• _TASK PROMPT_: Put this sentence from the audio processor post below into Spanish: "This will be a multiple part thread and eventually converted to PDF."

# Start of SUPPLIED TEXT

In this thread I will describe my endeavors with designing my own three band audio processor aimed at AM hobbyists. This is a followup from my previous work on a very simple FM audio processor that was essentially a dual band limiter, low pass filter, and unfiltered clipper output utilizing high frequency pre-emphasis correction. I've learned a heck of a lot on this topic from 2012 when I designed that and I plan to share everything I know here to fellow pirates and part 15 operators along with anyone else who is curious.
I will start this with a primer on audio processing in general and move on to the circuitry involved in solving these problems, and eventually my finished circuit which has come along nicely shared to the general public free to copy and use.
This will be a multiple part thread and eventually converted to PDF. I do not claim to be a writer or professional engineer. This is purely out of the hobbyist spirit to guide others along with myself for learning and entertainment purposes only.

# End of SUPPLIED TEXT
# Start of ITEMS

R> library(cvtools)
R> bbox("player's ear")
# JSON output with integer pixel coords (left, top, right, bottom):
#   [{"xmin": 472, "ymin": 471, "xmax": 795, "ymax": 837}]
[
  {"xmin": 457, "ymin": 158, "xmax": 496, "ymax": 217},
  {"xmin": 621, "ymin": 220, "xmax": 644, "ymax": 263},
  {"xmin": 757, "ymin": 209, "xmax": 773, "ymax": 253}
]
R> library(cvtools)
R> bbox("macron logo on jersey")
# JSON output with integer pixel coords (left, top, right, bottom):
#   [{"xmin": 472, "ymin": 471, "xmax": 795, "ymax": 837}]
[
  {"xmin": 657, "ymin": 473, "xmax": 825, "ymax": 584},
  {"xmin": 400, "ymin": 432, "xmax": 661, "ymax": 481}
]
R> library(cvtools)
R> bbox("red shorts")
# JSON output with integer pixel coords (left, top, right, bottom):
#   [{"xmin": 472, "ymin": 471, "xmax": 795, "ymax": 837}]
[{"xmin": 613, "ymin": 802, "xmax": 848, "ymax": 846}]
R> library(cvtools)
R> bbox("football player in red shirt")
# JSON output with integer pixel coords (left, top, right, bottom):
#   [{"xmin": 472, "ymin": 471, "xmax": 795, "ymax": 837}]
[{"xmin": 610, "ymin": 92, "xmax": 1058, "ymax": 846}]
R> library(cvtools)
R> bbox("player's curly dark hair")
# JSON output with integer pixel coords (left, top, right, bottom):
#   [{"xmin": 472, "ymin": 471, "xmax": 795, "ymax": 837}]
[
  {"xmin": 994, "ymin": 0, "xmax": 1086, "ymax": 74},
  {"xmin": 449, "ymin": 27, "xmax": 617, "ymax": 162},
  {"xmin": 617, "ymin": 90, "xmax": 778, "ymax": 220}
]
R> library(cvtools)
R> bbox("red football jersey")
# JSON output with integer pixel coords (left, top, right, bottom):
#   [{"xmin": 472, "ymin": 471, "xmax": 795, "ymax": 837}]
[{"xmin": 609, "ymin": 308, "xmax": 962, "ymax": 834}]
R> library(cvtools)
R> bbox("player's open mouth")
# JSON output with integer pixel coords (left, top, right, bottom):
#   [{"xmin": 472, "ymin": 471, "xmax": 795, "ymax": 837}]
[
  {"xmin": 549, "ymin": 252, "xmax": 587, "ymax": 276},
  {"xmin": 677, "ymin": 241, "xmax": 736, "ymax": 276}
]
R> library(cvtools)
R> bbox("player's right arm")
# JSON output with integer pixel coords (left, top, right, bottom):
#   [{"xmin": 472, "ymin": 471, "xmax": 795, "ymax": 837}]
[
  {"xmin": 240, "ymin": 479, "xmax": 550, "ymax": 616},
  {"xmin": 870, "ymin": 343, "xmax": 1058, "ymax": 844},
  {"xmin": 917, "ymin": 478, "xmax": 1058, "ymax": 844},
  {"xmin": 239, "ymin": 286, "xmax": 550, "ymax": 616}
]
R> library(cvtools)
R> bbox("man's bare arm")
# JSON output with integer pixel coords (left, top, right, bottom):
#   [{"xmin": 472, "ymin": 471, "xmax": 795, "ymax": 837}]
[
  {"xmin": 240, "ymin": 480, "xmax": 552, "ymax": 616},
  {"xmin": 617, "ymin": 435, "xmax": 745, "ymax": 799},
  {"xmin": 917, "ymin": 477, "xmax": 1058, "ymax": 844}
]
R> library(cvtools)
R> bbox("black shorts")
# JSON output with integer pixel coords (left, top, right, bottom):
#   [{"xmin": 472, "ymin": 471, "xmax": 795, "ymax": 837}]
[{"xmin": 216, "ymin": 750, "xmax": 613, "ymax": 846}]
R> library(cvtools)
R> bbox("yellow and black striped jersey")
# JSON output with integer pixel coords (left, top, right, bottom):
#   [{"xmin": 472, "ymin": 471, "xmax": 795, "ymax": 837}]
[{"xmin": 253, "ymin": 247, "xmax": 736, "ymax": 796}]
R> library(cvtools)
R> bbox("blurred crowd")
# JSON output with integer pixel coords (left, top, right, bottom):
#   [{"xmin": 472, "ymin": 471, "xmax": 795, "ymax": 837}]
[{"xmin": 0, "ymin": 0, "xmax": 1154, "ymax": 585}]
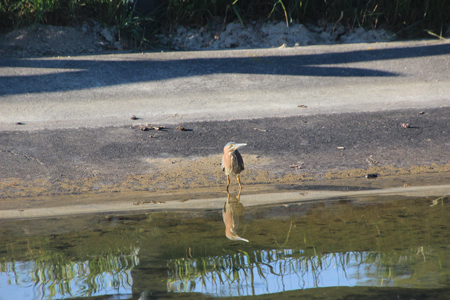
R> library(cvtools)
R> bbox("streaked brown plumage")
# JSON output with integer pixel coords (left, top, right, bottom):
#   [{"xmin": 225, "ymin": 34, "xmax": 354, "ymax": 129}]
[{"xmin": 222, "ymin": 142, "xmax": 247, "ymax": 191}]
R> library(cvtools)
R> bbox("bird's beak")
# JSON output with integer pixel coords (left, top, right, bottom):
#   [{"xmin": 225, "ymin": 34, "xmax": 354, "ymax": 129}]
[{"xmin": 230, "ymin": 143, "xmax": 247, "ymax": 151}]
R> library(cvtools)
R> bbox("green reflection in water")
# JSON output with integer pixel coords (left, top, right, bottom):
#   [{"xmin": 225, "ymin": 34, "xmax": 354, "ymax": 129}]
[{"xmin": 0, "ymin": 193, "xmax": 450, "ymax": 299}]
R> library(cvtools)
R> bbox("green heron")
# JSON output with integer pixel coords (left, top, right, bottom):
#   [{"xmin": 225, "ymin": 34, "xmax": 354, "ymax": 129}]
[
  {"xmin": 222, "ymin": 142, "xmax": 247, "ymax": 192},
  {"xmin": 222, "ymin": 193, "xmax": 248, "ymax": 243}
]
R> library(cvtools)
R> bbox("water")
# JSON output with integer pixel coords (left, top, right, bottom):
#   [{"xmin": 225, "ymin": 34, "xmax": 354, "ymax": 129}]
[{"xmin": 0, "ymin": 195, "xmax": 450, "ymax": 300}]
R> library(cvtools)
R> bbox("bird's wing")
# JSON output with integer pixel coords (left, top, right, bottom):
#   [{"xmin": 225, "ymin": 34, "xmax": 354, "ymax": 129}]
[{"xmin": 234, "ymin": 150, "xmax": 244, "ymax": 171}]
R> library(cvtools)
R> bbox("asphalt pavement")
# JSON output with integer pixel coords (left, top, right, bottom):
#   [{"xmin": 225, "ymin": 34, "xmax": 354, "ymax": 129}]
[{"xmin": 0, "ymin": 41, "xmax": 450, "ymax": 212}]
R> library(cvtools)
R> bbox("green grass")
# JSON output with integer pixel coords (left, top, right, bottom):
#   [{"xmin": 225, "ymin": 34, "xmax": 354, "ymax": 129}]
[{"xmin": 0, "ymin": 0, "xmax": 450, "ymax": 39}]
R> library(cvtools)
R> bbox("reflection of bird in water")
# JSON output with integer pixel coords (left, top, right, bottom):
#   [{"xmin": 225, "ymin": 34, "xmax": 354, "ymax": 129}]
[
  {"xmin": 222, "ymin": 193, "xmax": 248, "ymax": 242},
  {"xmin": 222, "ymin": 142, "xmax": 247, "ymax": 192}
]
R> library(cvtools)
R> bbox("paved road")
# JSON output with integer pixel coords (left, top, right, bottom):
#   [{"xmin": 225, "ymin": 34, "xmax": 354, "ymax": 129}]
[{"xmin": 0, "ymin": 41, "xmax": 450, "ymax": 204}]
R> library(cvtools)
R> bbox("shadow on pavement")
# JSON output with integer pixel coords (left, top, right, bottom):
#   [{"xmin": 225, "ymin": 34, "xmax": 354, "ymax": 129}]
[{"xmin": 0, "ymin": 44, "xmax": 450, "ymax": 95}]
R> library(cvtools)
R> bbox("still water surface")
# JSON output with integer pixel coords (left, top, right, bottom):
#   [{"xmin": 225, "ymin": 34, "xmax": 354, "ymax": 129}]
[{"xmin": 0, "ymin": 194, "xmax": 450, "ymax": 300}]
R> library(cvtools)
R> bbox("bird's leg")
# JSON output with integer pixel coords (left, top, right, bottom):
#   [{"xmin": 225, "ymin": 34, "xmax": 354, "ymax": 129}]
[{"xmin": 236, "ymin": 174, "xmax": 242, "ymax": 191}]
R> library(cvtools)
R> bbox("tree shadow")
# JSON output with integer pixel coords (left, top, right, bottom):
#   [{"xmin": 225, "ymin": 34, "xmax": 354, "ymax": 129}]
[{"xmin": 0, "ymin": 44, "xmax": 450, "ymax": 95}]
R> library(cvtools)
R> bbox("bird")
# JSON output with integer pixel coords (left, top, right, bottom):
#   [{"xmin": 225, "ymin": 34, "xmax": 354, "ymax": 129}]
[
  {"xmin": 222, "ymin": 193, "xmax": 248, "ymax": 243},
  {"xmin": 222, "ymin": 142, "xmax": 247, "ymax": 192}
]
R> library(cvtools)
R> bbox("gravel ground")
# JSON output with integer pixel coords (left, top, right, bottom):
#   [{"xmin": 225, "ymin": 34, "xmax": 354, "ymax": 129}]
[{"xmin": 0, "ymin": 19, "xmax": 400, "ymax": 57}]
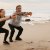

# End of ITEMS

• _EXPECTED ANSWER_: Este será un hilo de varias partes que con el tiempo se convertirá a PDF.